Required work
Change "village" to "hamlet" in the data from the line with "Mark one point on each instance of the blue" up to and including the line with "pixel 369 257", keeping everything else the same. Give back only those lines.

[Start of Records supplied]

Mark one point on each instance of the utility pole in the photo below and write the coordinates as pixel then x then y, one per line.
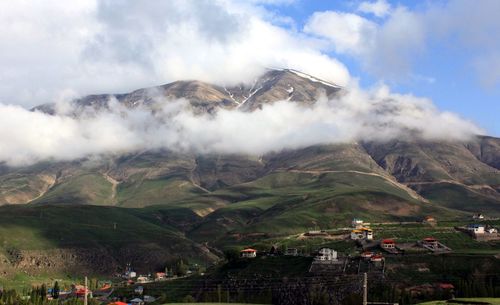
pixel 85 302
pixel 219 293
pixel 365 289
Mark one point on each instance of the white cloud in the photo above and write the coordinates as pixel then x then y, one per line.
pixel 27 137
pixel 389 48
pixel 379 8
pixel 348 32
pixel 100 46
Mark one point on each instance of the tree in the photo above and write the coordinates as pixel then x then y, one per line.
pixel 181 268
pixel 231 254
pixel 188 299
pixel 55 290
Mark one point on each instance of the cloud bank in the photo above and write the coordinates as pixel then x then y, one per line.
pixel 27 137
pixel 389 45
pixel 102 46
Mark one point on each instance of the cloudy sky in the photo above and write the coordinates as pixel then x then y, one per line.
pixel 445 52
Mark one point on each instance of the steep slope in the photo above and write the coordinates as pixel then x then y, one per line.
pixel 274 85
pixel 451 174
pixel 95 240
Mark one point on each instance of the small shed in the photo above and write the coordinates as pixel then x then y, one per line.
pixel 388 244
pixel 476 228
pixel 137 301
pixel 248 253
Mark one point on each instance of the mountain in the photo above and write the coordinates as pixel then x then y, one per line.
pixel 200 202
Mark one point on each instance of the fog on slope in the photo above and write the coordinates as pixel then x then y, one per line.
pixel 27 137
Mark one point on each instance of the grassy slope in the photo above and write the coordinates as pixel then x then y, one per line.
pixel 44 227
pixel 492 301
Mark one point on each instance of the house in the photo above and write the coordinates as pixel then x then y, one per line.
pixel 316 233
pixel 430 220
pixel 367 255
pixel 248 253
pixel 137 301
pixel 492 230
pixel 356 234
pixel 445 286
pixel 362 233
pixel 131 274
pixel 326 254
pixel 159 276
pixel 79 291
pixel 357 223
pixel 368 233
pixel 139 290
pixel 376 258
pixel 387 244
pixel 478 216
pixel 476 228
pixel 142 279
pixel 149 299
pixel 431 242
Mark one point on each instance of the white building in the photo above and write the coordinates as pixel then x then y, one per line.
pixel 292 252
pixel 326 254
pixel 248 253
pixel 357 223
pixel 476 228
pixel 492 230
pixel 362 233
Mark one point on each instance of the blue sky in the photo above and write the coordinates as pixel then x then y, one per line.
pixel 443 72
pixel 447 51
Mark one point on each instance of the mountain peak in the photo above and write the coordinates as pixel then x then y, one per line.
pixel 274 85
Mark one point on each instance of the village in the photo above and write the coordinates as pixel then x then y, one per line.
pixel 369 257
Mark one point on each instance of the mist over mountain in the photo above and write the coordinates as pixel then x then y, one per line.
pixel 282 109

[End of Records supplied]

Reply to the exercise
Mark one point on each instance of the blue sky in the photo above and write the coordinates as pixel then x then y, one per line.
pixel 443 72
pixel 447 51
Mark one point on each instance of the mountain peak in the photo above and write the coordinates as pixel then x then y, one per line.
pixel 274 85
Mark one point on each instance of the hamlet in the photo above and write the coordinates as pixel then x then y, one per line.
pixel 369 257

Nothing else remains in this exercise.